Extract provided Block Start

Socially, Dulong was often dismissed as a dry, standoffish individual. His few friends disagreed with this view, viewing his personality as subdued rather than dull.According to a fellow physicist who compared Dulong and Petit:

Dulong was noted both for his devotion to science and the stolid, almost casual, bravery he displayed in prosecuting his experiments. One such experiment involved the construction of a glass tubular apparatus atop the tower at the Abbey of Saint Genevieve. The tower was unsteady enough that an explosion of the experimental materials, considerably likely considering their volatility, could easily have toppled the tower and killed the researching physicists, including Dulong. The experiment though "full of danger and difficulty", was completed under Dulong's leadership.

Another example of Dulong's indifference to danger amid scientific pursuit came about in his studies into nitrogen trichloride. Despite losing two fingers and one eye in his initial experiments, Dulong continued to research the unknown substance. His inquiry led to more injuries, after which he turned over the results of his studies to Humphry Davy.

== Personal life ==
He was married to Emelie Augustine Riviere in 1803.

== Burial and honors ==
In life, Dulong poured the bulk of his finances into his scientific experiments. He was often destitute. As a result, he died without leaving his family any significant inheritance.

He is buried in Père Lachaise Cemetery. His monument was paid for by his scientific peers.

His is one of the names of 72 scientists inscribed on the Eiffel Tower.

Extract provided Block End
Provided data Block Start

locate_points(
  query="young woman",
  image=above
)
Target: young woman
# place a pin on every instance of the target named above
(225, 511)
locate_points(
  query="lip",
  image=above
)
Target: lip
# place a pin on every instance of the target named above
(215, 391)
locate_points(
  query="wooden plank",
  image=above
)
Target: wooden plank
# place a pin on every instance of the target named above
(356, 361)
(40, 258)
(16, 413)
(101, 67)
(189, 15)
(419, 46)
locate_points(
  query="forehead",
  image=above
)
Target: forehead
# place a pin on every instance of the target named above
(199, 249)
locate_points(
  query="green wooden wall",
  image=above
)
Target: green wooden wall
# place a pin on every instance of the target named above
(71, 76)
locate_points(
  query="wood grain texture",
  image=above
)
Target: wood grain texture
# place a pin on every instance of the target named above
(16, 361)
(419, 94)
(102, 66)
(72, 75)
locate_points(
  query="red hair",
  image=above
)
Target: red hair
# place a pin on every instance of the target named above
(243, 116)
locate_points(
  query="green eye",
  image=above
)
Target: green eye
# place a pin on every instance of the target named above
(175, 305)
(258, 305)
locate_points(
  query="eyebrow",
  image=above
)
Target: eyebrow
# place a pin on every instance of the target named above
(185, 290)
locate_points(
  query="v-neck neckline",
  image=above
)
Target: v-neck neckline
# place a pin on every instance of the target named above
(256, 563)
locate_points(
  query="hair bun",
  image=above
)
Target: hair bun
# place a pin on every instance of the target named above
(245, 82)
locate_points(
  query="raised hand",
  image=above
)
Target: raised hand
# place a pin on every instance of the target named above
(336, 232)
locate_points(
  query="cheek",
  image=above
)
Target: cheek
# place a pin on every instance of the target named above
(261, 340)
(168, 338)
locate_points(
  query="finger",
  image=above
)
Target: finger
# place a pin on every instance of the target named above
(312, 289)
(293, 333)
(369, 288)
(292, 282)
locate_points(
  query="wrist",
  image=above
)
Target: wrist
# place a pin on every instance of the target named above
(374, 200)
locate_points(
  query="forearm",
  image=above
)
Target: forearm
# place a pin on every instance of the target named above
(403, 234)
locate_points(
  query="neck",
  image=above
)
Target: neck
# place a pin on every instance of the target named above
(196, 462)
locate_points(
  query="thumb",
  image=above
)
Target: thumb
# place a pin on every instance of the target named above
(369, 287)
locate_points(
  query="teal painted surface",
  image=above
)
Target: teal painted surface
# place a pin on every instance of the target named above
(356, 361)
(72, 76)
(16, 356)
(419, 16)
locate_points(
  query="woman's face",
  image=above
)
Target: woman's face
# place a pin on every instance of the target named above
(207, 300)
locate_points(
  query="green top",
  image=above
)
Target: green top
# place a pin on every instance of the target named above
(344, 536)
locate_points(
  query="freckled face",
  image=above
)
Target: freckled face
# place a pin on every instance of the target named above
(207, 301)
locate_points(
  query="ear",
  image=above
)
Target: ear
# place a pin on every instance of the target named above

Provided data Block End

[Work instruction 1]: Update the Dulong biography from "Another example of" to "Riviere in 1803.", replacing "Humphry Davy" with "Davy".
[Work instruction 2]: According to the Dulong biography, who paid for Dulong's monument?
[Work instruction 3]: Condense the paragraph of the Dulong biography that begins "Dulong was noted both for his devotion" into a shorter version that keeps its main facts.
The rows have no connection to the Dulong biography.

[Your solution 1]:
Another example of Dulong's indifference to danger amid scientific pursuit came about in his studies into nitrogen trichloride. Despite losing two fingers and one eye in his initial experiments, Dulong continued to research the unknown substance. His inquiry led to more injuries, after which he turned over the results of his studies to Davy.

== Personal life ==
He was married to Emelie Augustine Riviere in 1803.

[Your solution 2]: His scientific peers.

[Your solution 3]: Dulong was known for his devotion to science and his calm bravery in experiments. In one, he led the building of a glass tubular apparatus atop the unsteady tower at the Abbey of Saint Genevieve, where an explosion of the volatile materials could have toppled the tower and killed the physicists. Despite being "full of danger and difficulty", the experiment was completed.